**STATED GOAL**
From the line that contains "the young man" down to the last line of the data below, restate every line word for word, skipping any images.

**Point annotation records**
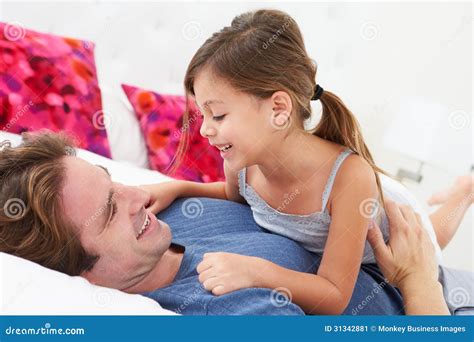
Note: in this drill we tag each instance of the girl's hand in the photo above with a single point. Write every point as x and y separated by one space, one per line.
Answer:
162 194
409 257
222 273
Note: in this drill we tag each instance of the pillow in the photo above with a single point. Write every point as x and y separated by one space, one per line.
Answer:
27 288
30 289
47 81
160 118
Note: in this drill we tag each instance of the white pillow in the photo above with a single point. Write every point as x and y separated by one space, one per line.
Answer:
121 172
123 130
30 289
397 192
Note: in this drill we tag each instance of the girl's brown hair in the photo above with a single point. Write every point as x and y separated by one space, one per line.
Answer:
262 52
32 223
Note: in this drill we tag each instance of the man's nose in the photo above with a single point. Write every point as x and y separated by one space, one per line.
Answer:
137 198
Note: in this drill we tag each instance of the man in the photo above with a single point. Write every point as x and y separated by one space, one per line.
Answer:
75 219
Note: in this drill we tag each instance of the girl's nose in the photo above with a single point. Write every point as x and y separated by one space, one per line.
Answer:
207 130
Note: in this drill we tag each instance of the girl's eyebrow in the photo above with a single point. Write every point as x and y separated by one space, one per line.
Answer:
208 103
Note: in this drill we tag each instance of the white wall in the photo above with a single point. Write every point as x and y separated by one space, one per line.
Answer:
373 55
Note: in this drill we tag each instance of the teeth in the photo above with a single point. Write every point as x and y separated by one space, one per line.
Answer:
225 148
145 225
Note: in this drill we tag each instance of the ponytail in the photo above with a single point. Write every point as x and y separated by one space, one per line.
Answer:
340 126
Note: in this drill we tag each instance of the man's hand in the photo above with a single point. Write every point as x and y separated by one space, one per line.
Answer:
409 258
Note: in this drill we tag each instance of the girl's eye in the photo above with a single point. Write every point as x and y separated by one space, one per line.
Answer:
219 117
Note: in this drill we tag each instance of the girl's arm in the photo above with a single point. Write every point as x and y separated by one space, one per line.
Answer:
228 190
163 194
408 261
328 291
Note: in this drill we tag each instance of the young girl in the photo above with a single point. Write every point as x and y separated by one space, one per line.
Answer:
253 82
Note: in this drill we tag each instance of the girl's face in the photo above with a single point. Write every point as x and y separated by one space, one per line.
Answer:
240 125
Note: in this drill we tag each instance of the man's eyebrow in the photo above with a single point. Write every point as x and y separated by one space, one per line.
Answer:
108 204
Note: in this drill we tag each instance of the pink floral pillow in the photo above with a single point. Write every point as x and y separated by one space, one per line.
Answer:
50 82
160 118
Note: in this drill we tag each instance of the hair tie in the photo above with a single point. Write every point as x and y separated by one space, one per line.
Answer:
318 91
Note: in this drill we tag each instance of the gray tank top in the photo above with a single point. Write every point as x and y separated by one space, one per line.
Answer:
311 230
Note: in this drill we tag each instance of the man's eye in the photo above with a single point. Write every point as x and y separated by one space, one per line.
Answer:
114 211
219 117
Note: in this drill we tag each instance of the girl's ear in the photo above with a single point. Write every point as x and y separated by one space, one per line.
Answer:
281 102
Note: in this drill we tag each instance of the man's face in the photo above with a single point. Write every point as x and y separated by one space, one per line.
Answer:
109 217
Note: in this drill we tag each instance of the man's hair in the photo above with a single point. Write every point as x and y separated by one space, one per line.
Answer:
32 221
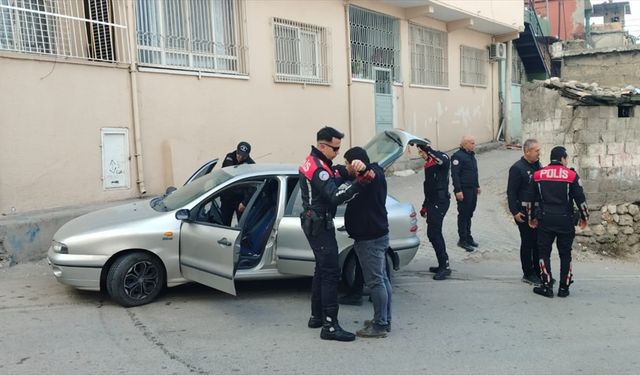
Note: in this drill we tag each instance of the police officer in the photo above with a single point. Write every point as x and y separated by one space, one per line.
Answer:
319 181
436 204
235 200
464 173
558 188
520 194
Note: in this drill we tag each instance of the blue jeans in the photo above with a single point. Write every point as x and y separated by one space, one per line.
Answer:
373 260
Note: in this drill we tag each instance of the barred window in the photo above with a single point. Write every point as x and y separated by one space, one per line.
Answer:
429 56
375 42
518 74
301 52
90 29
473 66
202 35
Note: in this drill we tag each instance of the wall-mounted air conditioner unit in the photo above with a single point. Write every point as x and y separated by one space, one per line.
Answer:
497 52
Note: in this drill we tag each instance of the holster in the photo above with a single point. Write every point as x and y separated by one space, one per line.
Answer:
312 223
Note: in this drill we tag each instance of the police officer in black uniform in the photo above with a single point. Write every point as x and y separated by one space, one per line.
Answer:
558 188
319 181
436 204
520 195
466 187
235 200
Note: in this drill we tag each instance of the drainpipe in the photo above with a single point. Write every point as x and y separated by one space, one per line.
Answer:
133 68
507 93
349 80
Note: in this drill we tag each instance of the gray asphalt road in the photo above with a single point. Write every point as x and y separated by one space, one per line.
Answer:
481 321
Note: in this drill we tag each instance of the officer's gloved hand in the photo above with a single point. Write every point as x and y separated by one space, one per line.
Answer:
423 212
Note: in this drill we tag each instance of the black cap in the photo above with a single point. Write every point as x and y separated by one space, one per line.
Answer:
243 149
558 153
357 153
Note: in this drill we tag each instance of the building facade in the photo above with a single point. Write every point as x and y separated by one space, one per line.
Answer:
105 100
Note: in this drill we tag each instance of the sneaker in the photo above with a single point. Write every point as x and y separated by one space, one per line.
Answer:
314 322
466 246
532 279
369 322
442 274
351 299
373 330
543 291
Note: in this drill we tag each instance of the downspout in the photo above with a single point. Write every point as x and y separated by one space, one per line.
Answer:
133 68
507 93
349 78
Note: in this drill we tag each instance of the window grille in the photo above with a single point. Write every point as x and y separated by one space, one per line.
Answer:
473 66
518 75
93 30
375 42
301 52
202 35
429 63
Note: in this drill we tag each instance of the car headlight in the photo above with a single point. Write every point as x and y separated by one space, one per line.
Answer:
59 247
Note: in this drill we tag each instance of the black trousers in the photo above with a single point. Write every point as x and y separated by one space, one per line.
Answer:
435 216
564 241
324 286
529 256
466 207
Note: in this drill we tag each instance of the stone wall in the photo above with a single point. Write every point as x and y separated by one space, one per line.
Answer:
604 149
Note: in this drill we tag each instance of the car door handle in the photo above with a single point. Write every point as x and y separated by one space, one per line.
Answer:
224 241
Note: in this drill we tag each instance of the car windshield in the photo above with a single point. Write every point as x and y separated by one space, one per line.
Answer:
191 191
383 149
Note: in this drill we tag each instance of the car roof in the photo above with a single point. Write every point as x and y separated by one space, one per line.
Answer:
261 169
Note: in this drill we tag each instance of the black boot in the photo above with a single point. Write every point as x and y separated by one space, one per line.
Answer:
331 330
314 322
544 290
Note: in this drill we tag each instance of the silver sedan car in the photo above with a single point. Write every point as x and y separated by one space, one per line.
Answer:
133 251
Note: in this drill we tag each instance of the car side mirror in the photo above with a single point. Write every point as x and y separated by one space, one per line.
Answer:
182 214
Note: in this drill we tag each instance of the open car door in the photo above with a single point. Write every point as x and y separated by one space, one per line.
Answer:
388 146
209 252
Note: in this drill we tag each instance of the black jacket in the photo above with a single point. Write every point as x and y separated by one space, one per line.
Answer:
520 186
366 214
436 177
558 188
319 185
464 170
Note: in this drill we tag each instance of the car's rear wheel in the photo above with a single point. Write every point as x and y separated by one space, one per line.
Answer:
349 269
135 279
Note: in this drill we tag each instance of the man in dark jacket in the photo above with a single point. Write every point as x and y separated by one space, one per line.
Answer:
464 173
320 195
558 189
235 200
520 195
436 205
366 222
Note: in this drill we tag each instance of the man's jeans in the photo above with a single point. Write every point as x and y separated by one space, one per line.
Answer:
372 256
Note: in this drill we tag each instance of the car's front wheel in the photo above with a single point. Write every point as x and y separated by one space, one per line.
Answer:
135 279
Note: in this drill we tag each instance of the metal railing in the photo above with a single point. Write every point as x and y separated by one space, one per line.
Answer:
201 35
429 60
375 42
94 30
302 52
538 36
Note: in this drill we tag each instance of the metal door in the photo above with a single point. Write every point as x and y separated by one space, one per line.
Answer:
383 100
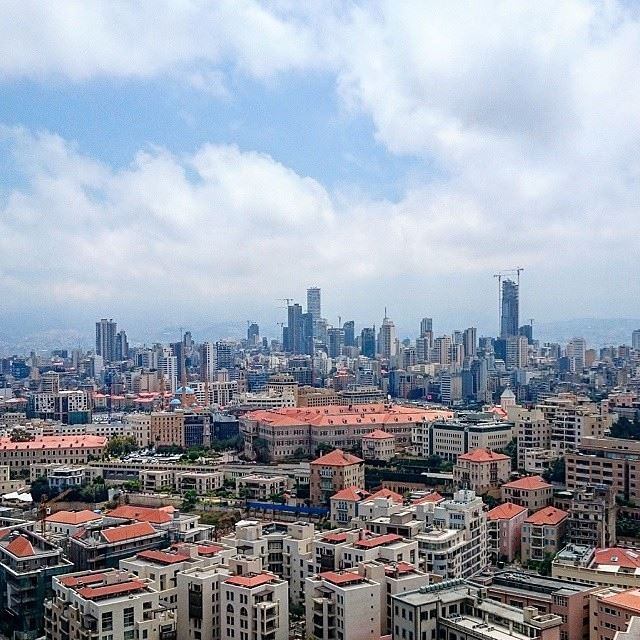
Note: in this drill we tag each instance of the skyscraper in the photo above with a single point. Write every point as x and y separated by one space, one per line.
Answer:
368 342
106 339
510 309
313 306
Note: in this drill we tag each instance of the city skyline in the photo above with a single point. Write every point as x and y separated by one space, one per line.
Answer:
512 144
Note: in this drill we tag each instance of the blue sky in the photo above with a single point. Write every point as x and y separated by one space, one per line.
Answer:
202 160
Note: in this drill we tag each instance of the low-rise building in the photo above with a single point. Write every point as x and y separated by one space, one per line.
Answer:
481 470
107 604
543 534
531 492
504 531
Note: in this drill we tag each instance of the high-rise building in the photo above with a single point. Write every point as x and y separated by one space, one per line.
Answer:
387 343
106 339
253 334
368 342
470 341
509 319
349 333
122 346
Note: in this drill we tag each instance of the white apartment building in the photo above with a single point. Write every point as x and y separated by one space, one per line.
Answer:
107 604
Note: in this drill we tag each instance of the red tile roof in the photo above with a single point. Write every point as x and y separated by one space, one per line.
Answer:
337 458
77 581
434 496
128 531
626 558
146 514
350 494
548 515
386 493
163 557
342 577
118 589
73 517
505 511
378 541
251 581
54 442
378 434
528 483
21 546
483 455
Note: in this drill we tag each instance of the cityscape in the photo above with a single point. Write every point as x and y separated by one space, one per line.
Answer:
319 321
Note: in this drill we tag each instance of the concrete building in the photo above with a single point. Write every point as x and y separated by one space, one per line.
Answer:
531 492
378 445
456 608
28 563
107 604
481 470
504 530
332 472
543 534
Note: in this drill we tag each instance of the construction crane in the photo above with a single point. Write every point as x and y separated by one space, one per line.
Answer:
43 508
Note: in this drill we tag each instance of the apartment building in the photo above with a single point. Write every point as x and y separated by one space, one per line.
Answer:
612 609
504 531
531 492
606 461
456 608
28 563
543 534
332 472
612 567
481 470
548 595
43 450
102 547
289 430
109 604
452 438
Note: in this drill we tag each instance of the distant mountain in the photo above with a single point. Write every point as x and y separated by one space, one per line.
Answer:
598 332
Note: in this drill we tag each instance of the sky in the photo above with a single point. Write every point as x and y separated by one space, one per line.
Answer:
186 163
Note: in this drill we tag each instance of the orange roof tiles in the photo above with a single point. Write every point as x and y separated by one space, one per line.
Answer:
163 557
547 515
251 581
505 511
21 546
350 494
625 558
337 458
378 541
386 493
54 442
528 483
378 434
483 455
343 577
127 532
118 589
73 517
146 514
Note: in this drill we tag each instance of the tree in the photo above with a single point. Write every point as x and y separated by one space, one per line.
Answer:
121 445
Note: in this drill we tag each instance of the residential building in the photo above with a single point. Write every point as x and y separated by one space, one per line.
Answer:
28 563
531 492
332 472
378 445
107 604
504 530
458 609
481 470
543 534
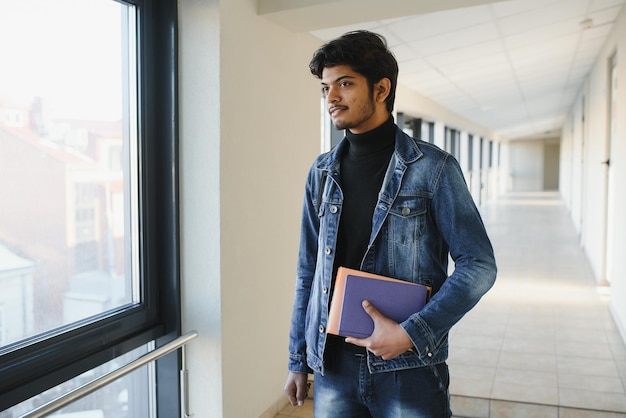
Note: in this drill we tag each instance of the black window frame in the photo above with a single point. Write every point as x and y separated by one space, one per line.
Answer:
29 368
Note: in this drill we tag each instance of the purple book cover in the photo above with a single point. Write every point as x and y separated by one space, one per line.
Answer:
395 300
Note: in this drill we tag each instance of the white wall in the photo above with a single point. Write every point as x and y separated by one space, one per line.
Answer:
250 128
584 184
249 131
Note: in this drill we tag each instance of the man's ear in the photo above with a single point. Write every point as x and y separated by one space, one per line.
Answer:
382 89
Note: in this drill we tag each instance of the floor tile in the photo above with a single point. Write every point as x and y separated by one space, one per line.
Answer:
542 342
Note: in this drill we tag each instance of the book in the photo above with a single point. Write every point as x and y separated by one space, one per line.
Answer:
395 299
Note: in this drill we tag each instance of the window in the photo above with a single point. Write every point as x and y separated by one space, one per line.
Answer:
470 152
88 235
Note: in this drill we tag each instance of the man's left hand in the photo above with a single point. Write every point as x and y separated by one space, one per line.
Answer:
388 340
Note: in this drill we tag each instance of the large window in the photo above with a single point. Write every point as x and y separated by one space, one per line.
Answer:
88 215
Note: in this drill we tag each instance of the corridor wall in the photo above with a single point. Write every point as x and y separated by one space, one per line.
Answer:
593 169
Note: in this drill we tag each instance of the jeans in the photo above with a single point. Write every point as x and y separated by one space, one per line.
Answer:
348 390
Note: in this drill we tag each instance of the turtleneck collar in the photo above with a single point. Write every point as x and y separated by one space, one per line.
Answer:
373 141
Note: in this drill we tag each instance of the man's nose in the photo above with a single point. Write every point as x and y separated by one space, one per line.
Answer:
331 95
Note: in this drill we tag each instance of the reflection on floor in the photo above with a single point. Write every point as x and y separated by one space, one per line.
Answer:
542 342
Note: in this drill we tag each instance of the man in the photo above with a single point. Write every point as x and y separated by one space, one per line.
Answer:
384 203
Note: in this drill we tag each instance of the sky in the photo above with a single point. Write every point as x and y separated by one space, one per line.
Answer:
66 51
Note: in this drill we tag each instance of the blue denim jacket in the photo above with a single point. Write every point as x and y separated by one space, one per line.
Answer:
424 212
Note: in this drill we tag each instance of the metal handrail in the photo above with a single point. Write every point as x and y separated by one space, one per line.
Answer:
104 380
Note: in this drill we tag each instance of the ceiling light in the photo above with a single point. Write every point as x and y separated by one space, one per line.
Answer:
586 24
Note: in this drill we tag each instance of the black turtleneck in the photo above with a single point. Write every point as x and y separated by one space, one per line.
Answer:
362 169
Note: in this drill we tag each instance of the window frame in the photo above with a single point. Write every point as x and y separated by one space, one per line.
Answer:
54 357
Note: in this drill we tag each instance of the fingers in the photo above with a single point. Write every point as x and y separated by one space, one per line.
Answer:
303 392
370 309
297 388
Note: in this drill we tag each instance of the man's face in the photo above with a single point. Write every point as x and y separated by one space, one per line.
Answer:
349 99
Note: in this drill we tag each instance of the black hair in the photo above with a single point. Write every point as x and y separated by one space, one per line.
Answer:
364 52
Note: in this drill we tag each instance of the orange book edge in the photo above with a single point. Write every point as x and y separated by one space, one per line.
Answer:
336 304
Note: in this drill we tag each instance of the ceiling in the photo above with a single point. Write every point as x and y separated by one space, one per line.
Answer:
514 67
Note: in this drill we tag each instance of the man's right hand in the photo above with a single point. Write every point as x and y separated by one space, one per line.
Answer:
297 388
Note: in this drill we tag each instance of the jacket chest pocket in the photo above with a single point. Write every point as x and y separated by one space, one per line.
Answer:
406 219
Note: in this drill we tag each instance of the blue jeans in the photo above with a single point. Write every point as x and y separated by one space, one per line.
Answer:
349 390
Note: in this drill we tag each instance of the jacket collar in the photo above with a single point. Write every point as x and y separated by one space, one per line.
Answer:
406 149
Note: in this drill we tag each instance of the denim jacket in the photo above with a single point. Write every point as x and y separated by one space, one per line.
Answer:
424 212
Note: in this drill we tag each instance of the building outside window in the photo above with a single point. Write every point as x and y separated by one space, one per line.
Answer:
81 261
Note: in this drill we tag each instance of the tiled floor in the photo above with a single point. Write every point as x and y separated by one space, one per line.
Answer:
542 342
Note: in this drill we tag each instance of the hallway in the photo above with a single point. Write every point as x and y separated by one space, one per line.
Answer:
542 343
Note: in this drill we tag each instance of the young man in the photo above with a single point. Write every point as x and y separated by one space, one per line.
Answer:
384 203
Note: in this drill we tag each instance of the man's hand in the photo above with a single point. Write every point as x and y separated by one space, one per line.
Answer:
297 388
388 340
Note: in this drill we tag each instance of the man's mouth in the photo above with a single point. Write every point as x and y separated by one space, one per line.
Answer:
336 109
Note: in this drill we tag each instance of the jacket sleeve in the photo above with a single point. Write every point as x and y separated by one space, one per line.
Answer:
307 256
460 226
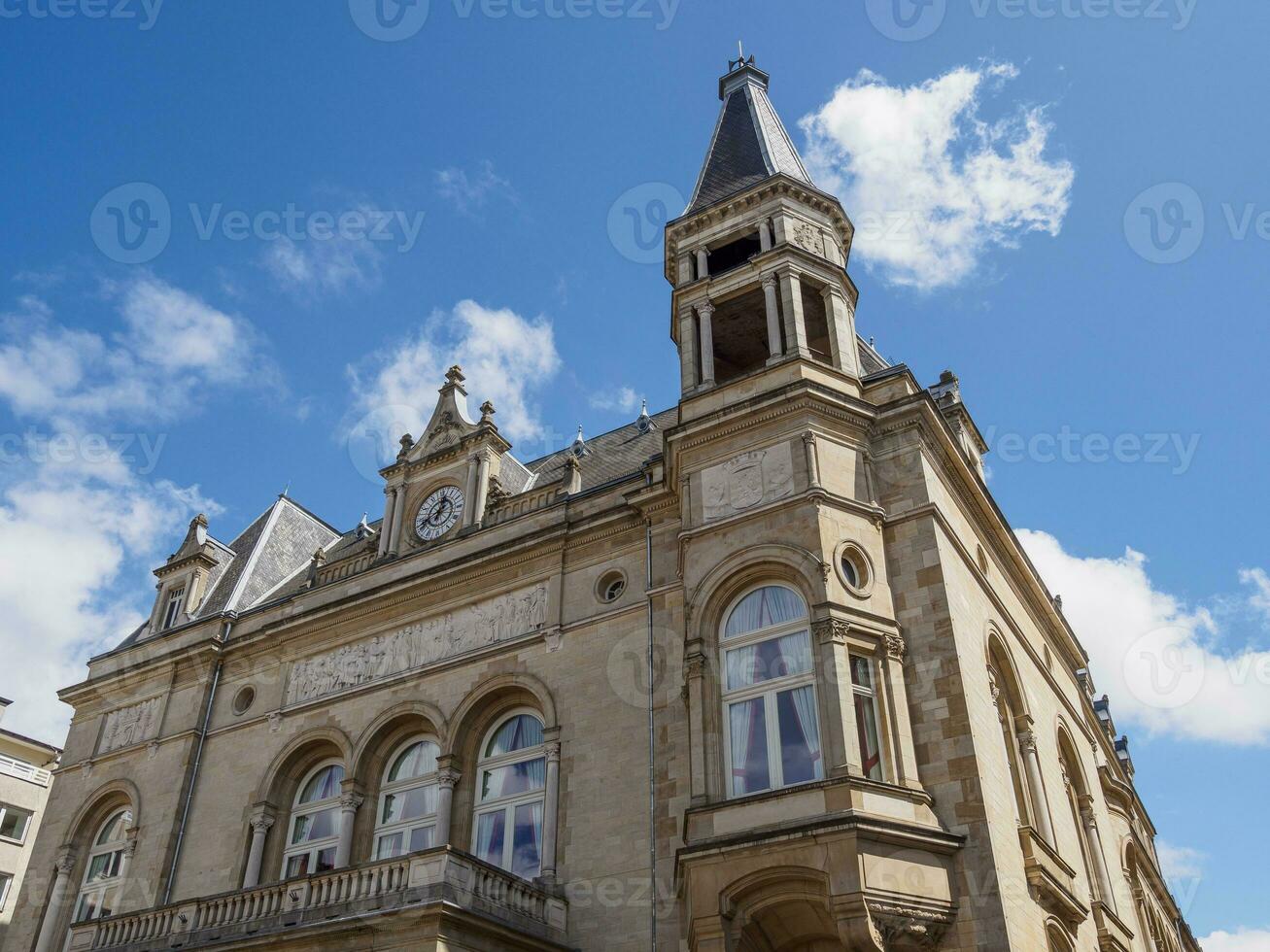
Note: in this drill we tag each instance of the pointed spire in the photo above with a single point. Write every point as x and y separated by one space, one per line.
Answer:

**EXERCISE ANSWER**
Note: in this drill we tag each instance of the young man in the photo above with a single point. Write every point as x and y separated by one space, one per line.
Answer:
384 203
Note: in this drill we tag each instance of the man's hand in the photo above with a single point. Write every point as x and y separated by one space, one per line.
Answer:
297 388
388 340
Note: in this drill we tag each instance of the man's mouth in the photo above with a single point. Write every point as x and y separated by one space, one per line.
Answer:
336 109
Note: in this drill we tag each instance of the jacket sleeve in the photo above with a single point. Write every point as x and y separated by one space, one per line.
Answer:
307 256
460 226
Note: in this drill we tag each instance of the pointed spire in the photo above with a single point. Write every point as x and y separated by one space, one per line.
Answer:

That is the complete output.